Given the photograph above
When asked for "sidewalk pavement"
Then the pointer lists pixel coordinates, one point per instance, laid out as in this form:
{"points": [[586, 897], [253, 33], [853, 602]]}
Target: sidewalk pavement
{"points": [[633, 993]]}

•••••

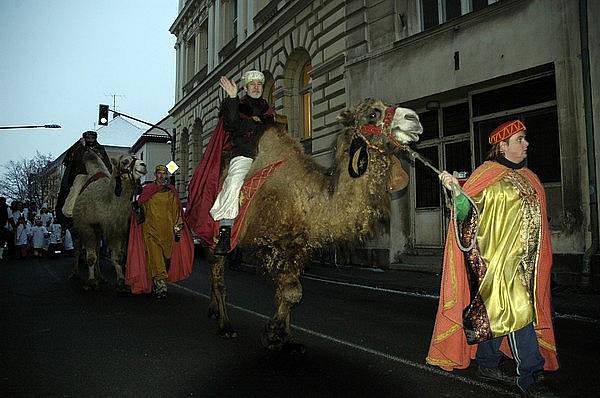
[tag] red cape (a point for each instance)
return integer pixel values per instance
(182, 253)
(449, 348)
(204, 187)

•••••

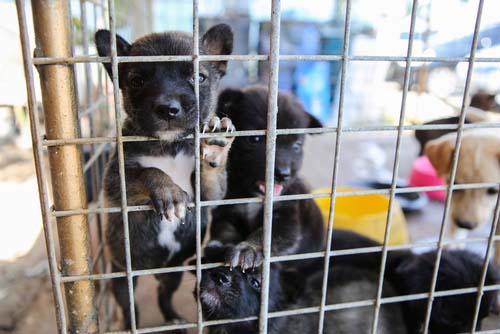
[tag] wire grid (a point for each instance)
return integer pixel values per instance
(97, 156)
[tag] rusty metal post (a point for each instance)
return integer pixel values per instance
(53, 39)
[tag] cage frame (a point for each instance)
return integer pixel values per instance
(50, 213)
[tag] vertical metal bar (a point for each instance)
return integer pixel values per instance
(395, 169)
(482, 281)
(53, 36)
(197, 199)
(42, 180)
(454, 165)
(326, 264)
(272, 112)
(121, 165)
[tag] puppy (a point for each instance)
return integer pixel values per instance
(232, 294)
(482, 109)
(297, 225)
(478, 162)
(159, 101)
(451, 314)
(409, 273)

•••••

Work task -
Say how many lines in the data include the string "each", giving the number alone.

Completed task -
6